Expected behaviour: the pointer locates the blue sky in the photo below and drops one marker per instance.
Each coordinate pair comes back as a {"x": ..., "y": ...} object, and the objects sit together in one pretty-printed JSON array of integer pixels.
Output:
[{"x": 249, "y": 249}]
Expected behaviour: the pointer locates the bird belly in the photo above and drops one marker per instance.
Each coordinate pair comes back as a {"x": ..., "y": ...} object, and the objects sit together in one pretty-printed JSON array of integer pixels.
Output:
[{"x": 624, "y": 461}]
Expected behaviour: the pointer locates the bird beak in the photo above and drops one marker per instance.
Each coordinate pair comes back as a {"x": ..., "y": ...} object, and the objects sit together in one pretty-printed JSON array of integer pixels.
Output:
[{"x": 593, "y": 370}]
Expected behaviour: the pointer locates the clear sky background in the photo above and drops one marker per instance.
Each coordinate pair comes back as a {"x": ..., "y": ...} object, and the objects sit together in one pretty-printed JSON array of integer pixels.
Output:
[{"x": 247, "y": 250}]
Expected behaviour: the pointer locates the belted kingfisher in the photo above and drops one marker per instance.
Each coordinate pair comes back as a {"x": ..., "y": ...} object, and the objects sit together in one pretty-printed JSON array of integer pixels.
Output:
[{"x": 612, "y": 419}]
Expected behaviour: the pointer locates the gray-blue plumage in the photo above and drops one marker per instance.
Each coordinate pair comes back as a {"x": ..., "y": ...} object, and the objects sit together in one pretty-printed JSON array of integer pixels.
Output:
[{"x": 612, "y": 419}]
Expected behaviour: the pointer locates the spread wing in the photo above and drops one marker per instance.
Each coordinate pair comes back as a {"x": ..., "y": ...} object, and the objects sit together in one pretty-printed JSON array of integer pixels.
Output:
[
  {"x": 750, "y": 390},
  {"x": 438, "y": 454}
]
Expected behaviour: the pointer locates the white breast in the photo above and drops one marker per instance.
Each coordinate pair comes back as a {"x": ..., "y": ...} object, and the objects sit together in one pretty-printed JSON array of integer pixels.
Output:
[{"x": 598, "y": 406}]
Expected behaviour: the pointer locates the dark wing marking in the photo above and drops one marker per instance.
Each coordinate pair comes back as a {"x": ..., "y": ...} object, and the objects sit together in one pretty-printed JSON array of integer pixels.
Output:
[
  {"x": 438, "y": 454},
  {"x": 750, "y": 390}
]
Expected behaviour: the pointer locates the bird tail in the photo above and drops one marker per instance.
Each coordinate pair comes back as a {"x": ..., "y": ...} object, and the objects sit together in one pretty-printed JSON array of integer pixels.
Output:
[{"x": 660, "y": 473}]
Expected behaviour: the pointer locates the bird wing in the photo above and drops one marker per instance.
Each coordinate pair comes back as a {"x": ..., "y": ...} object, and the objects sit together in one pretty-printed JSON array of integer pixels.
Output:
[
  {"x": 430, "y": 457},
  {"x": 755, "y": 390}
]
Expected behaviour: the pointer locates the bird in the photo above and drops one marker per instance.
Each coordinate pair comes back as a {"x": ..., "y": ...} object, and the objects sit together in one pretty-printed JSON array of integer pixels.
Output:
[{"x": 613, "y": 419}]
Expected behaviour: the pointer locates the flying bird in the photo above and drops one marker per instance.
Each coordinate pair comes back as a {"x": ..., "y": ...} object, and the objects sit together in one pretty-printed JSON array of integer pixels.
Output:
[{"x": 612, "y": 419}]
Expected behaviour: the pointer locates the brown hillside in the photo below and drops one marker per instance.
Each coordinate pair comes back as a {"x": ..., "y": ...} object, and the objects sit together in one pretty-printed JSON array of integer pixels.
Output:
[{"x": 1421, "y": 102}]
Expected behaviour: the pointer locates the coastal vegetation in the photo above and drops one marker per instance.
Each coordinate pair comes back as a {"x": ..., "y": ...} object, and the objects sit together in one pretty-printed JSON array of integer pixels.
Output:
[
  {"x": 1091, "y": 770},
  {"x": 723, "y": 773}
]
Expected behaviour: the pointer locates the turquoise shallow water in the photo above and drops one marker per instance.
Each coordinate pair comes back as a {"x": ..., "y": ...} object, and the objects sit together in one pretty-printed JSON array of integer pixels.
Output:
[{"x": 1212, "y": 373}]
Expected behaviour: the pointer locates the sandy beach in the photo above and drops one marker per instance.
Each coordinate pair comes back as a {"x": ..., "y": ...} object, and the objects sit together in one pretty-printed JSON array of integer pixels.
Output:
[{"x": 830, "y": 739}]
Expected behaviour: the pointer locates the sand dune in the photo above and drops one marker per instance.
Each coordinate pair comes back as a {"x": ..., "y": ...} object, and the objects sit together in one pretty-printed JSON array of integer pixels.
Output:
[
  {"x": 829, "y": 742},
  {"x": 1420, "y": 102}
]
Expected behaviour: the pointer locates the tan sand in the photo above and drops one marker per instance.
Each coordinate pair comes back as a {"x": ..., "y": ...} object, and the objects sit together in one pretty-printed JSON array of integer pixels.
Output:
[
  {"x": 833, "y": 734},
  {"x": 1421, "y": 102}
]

SET PROBLEM: Restate every line of the data word for word.

EXERCISE ANSWER:
Expected behaviour: the pointer locates the blue sky in the photo below and drops one marker per instance.
Each coordinate pair comes back as a {"x": ..., "y": ...} object, and the objects sit together in one pretty-printed JSON array of integer pixels.
Output:
[{"x": 249, "y": 249}]
Expected behaviour: the pointer locates the bird belly in the photo above and drops one marker per instance.
Each coordinate pair comes back as a {"x": ..., "y": ...} object, and the objects sit together in one pretty-printed JSON array of integer pixels.
Output:
[{"x": 624, "y": 461}]
Expected behaviour: the pointer locates the bird beak in the photo above and drops one marker per instance.
Each coordinate pair comes back as a {"x": ..., "y": ...} object, and the objects sit together in one pretty-printed JSON array of integer pixels.
Output:
[{"x": 593, "y": 370}]
Expected behaviour: the pointer locates the clear sky background in the photo above and drops one marker per instance.
Each coordinate pair comes back as a {"x": ..., "y": ...} object, and the objects sit together in one pretty-printed JSON array of integer pixels.
Output:
[{"x": 247, "y": 250}]
Expected behaviour: the pointer locates the belted kingfisher in the photo above and drops one marker per instance.
Each coordinate pair comes back as a {"x": ..., "y": ...} object, and the objects sit together in one pretty-printed JSON array of integer pixels.
Output:
[{"x": 612, "y": 419}]
Expected behaviour: the pointer locates the gray-blue plumage in the photo above and drops one marker per instance.
Each coordinate pair comes back as a {"x": ..., "y": ...} object, and the objects sit together in one pretty-printed JSON array of integer pixels.
Output:
[{"x": 612, "y": 419}]
Expected behaviour: the pointer locates the spread wing in the photo above and drops one marker per instance.
Each coordinate pair comes back as a {"x": ..., "y": ...} object, and the objects sit together in one pretty-printed JSON array of integer pixels.
Output:
[
  {"x": 750, "y": 390},
  {"x": 438, "y": 454}
]
Expected behaviour: the pointer locates the white breast in the photo above and drops one marker per instance.
Each coordinate pair comes back as a {"x": ..., "y": ...} object, and the objects sit together in one pretty-printed JSON array of integer pixels.
Output:
[{"x": 598, "y": 406}]
Expected behaviour: the pointer locates the dark wing marking in the photo above and drops one marker per instance.
Each coordinate pair comes back as a {"x": ..., "y": ...} object, and the objects sit together in one pretty-printed JSON array of integer pixels.
Output:
[
  {"x": 438, "y": 454},
  {"x": 750, "y": 390}
]
Expected behaviour: the pointer locates the bird tail in the photo above and drops one marker per instance.
Each coordinate pair comes back as a {"x": ..., "y": ...} object, and the objects sit together in one pretty-printed JSON array of integer pixels.
Output:
[{"x": 660, "y": 473}]
Expected behaviour: the pointer locates the bird wing in the photo above and drops one marker per instance.
Each coordinate pair comes back as a {"x": ..., "y": ...} object, and the objects sit together in one pretty-printed JSON array of integer pixels.
Output:
[
  {"x": 430, "y": 457},
  {"x": 755, "y": 390}
]
Expected behaviour: the pointer locates the bird in the photo above and drops one marker per instance.
Each coordinate pair comes back as a {"x": ..., "y": ...} object, and the objects sit together in one pretty-printed JSON array of integer pixels.
Output:
[{"x": 613, "y": 419}]
Expected behaviour: the pointer locates the flying bird in the photo above and drops one marker per instance.
Each coordinate pair comes back as a {"x": ..., "y": ...} object, and the objects sit together in one pretty-printed JSON array of integer pixels.
Output:
[{"x": 612, "y": 419}]
Expected behaviour: the pointer locates the brown hillside in the photo below and drops one marker per instance.
Each coordinate pair comes back as a {"x": ..., "y": ...} object, and the objects sit together in one pretty-printed JSON array of integer pixels.
Output:
[{"x": 1421, "y": 102}]
Expected behaviour: the pointer locates the coastal vegetation in the photo above and drops one marker per instance.
Each coordinate pair comes back as a {"x": ..., "y": ...} object, and the objects sit together in one pretty-printed JSON array of integer pixels.
Output:
[
  {"x": 1091, "y": 770},
  {"x": 723, "y": 773}
]
Expected behaviour: the pointer locates the turquoise shallow water in the photo above and drops one marker per instance.
Each coordinate pair comes back as a {"x": ..., "y": ...} object, and the objects sit together in one pretty-printed JSON array of integer pixels.
Output:
[{"x": 1212, "y": 373}]
Expected behaviour: the pointer locates the sandy beach in the photo above and drops one marker per instance.
Each coordinate pair comes back as a {"x": ..., "y": ...} object, and the objects sit together in one pretty-printed JSON array of integer pixels.
Output:
[{"x": 830, "y": 739}]
Expected behaviour: the pointer locates the sand dune in the photo above and drops one marker per instance.
Each coordinate pair comes back as a {"x": ..., "y": ...} object, and the objects sit together in one pretty-printed JSON array of integer pixels.
Output:
[
  {"x": 829, "y": 742},
  {"x": 1420, "y": 102}
]
Expected behaviour: the pointer locates the tan sand in the photo above and drops one marker per instance.
Each coordinate pair comes back as a {"x": ..., "y": ...} object, and the objects sit together in one pretty-printed JSON array of integer pixels.
Output:
[
  {"x": 833, "y": 734},
  {"x": 1421, "y": 102}
]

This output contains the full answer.